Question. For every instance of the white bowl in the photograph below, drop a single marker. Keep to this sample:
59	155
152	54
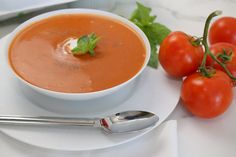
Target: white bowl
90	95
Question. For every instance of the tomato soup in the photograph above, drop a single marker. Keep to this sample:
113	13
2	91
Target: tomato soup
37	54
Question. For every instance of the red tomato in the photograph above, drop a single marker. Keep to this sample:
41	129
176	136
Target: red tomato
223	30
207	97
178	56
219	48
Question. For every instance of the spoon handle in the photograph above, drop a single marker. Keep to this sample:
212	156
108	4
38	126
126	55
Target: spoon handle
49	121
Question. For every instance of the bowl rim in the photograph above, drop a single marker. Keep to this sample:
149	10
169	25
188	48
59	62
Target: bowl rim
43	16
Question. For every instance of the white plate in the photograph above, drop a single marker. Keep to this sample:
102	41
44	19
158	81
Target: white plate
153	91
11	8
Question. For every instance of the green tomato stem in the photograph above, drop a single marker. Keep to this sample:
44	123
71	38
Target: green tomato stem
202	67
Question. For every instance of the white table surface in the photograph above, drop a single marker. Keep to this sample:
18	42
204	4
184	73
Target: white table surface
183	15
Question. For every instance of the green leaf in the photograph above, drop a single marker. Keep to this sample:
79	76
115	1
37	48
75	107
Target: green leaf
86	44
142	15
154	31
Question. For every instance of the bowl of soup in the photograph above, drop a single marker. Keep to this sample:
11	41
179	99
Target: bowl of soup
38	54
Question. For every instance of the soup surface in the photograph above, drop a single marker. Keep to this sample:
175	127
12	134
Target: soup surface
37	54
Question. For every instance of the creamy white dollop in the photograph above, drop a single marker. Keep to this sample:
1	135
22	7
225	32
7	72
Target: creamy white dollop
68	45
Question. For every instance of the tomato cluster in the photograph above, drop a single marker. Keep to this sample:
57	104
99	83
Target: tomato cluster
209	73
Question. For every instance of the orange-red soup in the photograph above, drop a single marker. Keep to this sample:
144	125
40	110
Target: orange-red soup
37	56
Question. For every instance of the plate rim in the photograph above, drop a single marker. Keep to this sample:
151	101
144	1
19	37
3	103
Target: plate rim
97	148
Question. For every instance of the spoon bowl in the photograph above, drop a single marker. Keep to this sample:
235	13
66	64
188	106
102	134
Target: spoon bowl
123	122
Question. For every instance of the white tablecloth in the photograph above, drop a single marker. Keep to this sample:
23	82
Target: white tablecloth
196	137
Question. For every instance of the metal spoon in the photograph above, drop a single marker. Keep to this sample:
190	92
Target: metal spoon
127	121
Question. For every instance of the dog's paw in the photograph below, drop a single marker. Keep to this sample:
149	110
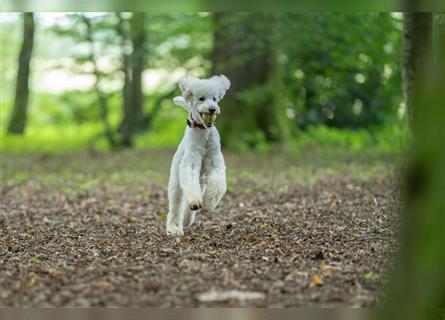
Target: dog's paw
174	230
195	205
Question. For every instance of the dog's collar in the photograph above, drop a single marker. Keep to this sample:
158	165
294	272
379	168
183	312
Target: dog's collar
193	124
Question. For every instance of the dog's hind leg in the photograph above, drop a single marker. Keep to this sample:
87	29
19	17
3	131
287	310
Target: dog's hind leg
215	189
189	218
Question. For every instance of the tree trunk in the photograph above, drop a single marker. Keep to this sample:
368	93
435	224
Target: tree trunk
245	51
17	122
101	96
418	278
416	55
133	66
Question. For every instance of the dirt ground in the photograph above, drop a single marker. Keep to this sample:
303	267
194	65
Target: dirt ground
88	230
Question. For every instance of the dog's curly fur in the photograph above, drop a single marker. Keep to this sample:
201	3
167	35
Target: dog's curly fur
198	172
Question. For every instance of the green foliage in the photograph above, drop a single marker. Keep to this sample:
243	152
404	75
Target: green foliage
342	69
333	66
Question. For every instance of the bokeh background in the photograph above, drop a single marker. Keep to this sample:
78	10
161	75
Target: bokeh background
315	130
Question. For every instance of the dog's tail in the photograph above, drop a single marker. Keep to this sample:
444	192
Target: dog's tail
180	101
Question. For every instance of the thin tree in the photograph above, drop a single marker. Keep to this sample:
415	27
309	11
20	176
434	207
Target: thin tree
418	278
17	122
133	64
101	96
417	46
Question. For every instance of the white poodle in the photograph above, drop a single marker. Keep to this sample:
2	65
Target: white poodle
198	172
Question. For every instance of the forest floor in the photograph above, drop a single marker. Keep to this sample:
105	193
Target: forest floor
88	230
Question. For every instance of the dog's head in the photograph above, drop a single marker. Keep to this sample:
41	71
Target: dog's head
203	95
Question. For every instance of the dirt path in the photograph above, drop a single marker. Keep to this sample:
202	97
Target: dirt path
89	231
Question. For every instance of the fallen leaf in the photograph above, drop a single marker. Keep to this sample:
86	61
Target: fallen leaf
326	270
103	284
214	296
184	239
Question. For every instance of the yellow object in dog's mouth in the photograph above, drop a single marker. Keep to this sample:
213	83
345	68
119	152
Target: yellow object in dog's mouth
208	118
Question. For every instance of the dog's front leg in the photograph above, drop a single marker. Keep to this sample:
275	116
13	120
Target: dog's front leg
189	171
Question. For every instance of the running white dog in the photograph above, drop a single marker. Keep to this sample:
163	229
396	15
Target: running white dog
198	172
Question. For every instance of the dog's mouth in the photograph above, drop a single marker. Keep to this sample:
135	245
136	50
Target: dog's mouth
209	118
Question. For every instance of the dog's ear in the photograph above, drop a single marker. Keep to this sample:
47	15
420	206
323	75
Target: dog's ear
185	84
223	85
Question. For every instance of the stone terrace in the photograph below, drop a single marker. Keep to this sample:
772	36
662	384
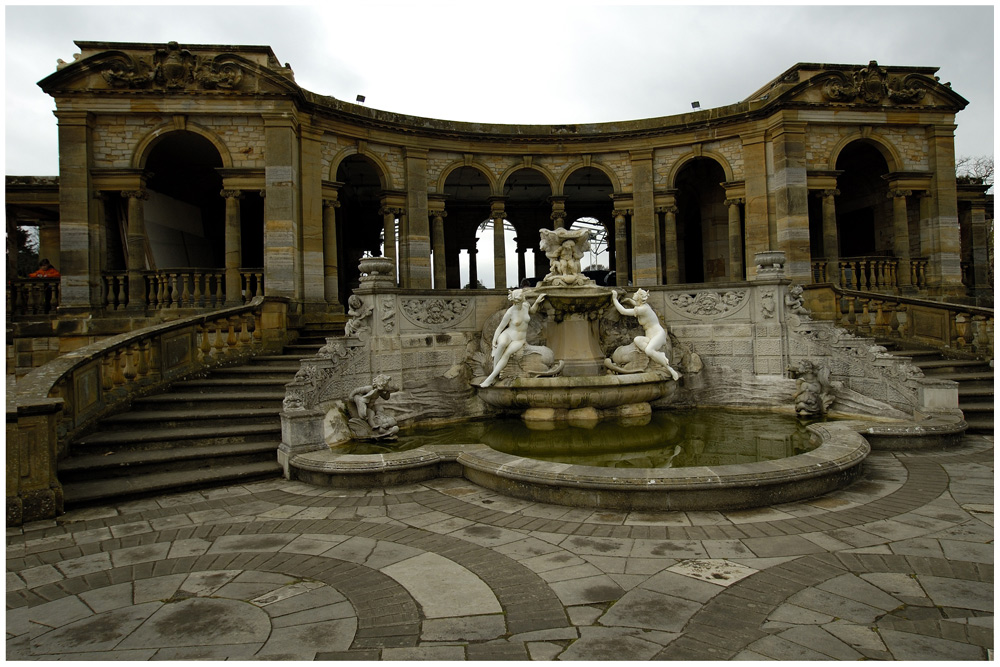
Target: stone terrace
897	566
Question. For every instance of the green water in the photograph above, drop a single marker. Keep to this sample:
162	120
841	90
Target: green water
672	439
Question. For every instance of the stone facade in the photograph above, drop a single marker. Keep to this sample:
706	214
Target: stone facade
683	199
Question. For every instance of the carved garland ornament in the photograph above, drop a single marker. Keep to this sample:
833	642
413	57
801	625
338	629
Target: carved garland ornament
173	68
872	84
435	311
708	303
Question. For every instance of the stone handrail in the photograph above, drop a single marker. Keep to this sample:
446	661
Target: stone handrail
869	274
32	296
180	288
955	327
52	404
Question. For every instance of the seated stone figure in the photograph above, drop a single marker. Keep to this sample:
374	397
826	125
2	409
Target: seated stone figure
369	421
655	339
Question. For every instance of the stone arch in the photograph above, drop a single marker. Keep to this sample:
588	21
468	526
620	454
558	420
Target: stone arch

----

* What the task asks
The answer must be the line containing "Question. For every instance of the stone arch" and every line after it to the end of the data, each set down exactly.

* Output of the exercise
Question. For every instance of the stone arch in the photograph above, drop a single marker. Keep to this sample:
588	21
468	526
620	454
558	420
Target: stone arch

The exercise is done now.